## What is being asked:
Starting with the line containing "Target: brown fur" and going on through the end of the records, rewrite every line, requests included, and scale each coordinate in the answers by 1.45, rounding to whole numbers with halves going up. Leave the pictures out.

— Start Material for this exercise —

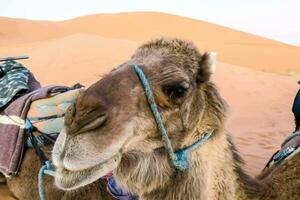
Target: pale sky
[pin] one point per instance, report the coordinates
(276, 19)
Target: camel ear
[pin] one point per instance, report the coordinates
(207, 66)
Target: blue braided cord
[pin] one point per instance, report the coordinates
(182, 154)
(39, 139)
(154, 110)
(283, 154)
(179, 159)
(45, 169)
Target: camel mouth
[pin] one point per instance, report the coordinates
(66, 179)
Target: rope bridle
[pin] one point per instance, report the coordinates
(179, 159)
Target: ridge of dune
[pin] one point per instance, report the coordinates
(232, 46)
(80, 57)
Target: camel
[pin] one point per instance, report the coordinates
(25, 184)
(111, 128)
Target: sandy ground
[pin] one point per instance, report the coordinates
(256, 76)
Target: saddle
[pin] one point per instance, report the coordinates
(23, 101)
(291, 144)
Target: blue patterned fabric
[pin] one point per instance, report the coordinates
(296, 109)
(13, 78)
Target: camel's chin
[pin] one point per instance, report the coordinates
(69, 180)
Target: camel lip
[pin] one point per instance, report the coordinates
(90, 125)
(70, 179)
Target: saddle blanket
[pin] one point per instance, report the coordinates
(12, 134)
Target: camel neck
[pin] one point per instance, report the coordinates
(214, 173)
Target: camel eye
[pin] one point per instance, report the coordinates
(175, 91)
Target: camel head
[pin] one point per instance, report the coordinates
(111, 120)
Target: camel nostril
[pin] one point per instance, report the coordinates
(93, 124)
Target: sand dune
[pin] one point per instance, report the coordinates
(84, 49)
(233, 46)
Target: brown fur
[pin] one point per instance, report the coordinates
(25, 185)
(215, 170)
(112, 119)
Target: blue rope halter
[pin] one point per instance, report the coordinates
(179, 159)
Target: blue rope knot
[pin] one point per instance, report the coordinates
(179, 160)
(48, 168)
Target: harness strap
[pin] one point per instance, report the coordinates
(47, 168)
(179, 160)
(29, 129)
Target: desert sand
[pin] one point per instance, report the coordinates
(256, 76)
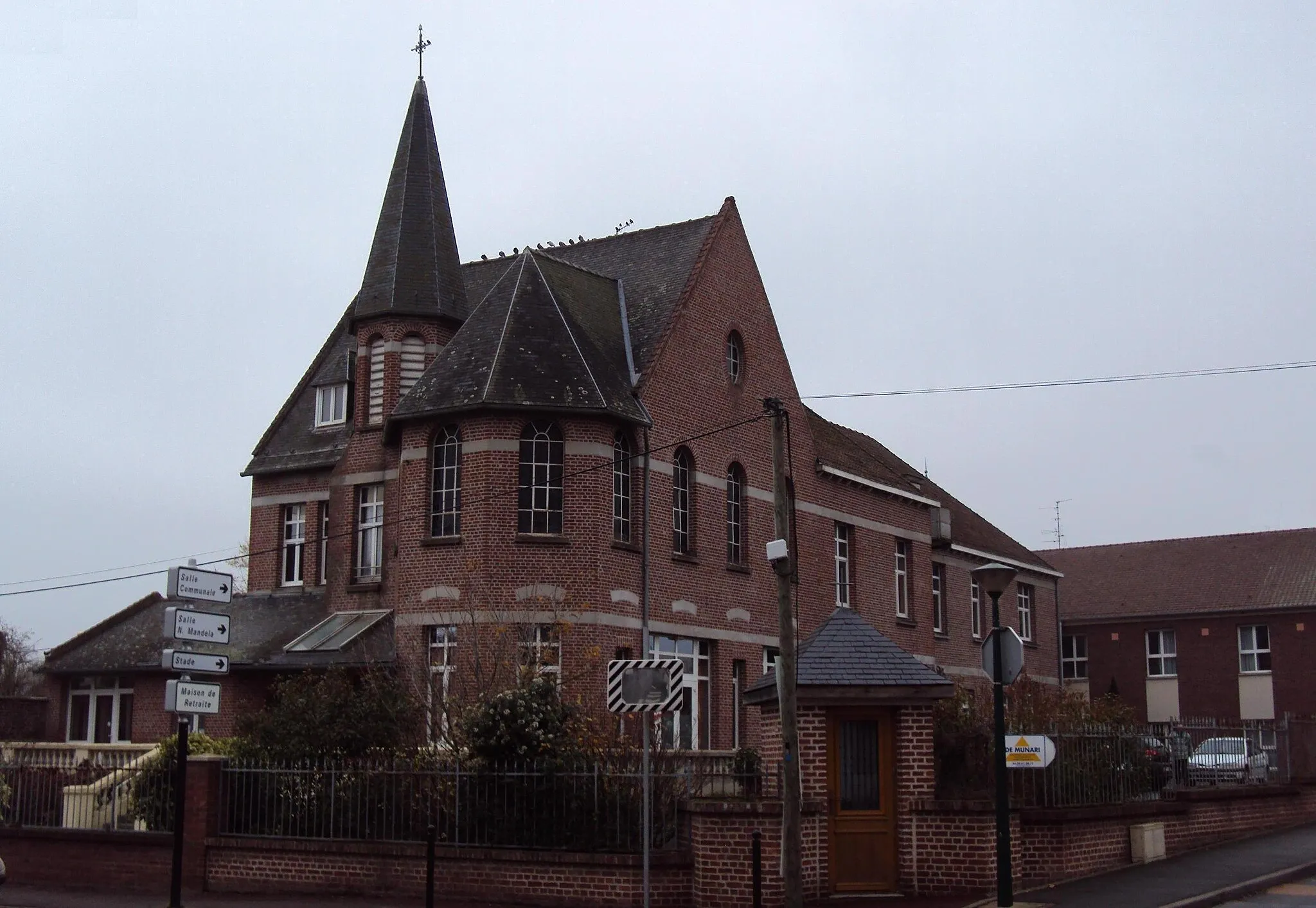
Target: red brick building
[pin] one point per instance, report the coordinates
(457, 486)
(1215, 627)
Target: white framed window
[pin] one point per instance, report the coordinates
(541, 650)
(100, 711)
(331, 404)
(690, 727)
(1162, 661)
(1026, 611)
(734, 357)
(411, 362)
(734, 515)
(939, 599)
(902, 578)
(841, 556)
(621, 472)
(682, 495)
(324, 542)
(370, 533)
(443, 661)
(975, 610)
(1074, 655)
(540, 491)
(294, 544)
(445, 491)
(375, 402)
(1253, 648)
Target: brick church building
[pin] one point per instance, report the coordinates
(457, 487)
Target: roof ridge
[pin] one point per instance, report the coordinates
(1186, 539)
(576, 344)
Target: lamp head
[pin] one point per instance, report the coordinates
(994, 578)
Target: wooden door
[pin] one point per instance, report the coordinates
(861, 801)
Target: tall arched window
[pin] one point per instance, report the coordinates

— End Material for this exercise —

## Completed exercise:
Target: brown fur
[pin] one point per instance, report the coordinates
(36, 268)
(312, 247)
(162, 173)
Target: blue rope halter
[pin] one point per instance, report the coordinates
(260, 231)
Target: blue rope knot
[pin] one point per instance, report the coordinates
(260, 232)
(70, 244)
Target: harness strap
[pin] one point per instance, report the coordinates
(68, 244)
(260, 232)
(42, 187)
Target: desert sand
[pin] one point per instance, report the coordinates
(371, 110)
Target: red brick building
[pin] one point per instance, report the coordinates
(663, 705)
(1762, 909)
Target: white framed window
[pin] one point per instance, report the coordinates
(784, 943)
(145, 1031)
(480, 586)
(1001, 1054)
(1685, 958)
(1488, 886)
(1064, 518)
(596, 525)
(1064, 747)
(1362, 869)
(1308, 838)
(1219, 806)
(900, 684)
(989, 718)
(470, 786)
(537, 773)
(642, 958)
(1414, 885)
(1557, 950)
(783, 712)
(426, 789)
(645, 712)
(544, 583)
(1817, 940)
Target: brick church building
[pin] one point per instance, report the coordinates
(663, 706)
Target: roof ridge
[pin] one point per instance, report the coordinates
(1720, 782)
(835, 499)
Target: lamp head
[pin] one point per instance, report the coordinates
(1441, 838)
Target: wooden door
[pin] one point per instance, report the coordinates
(1248, 1161)
Target: tall arched window
[pin] one point per instance, report the coordinates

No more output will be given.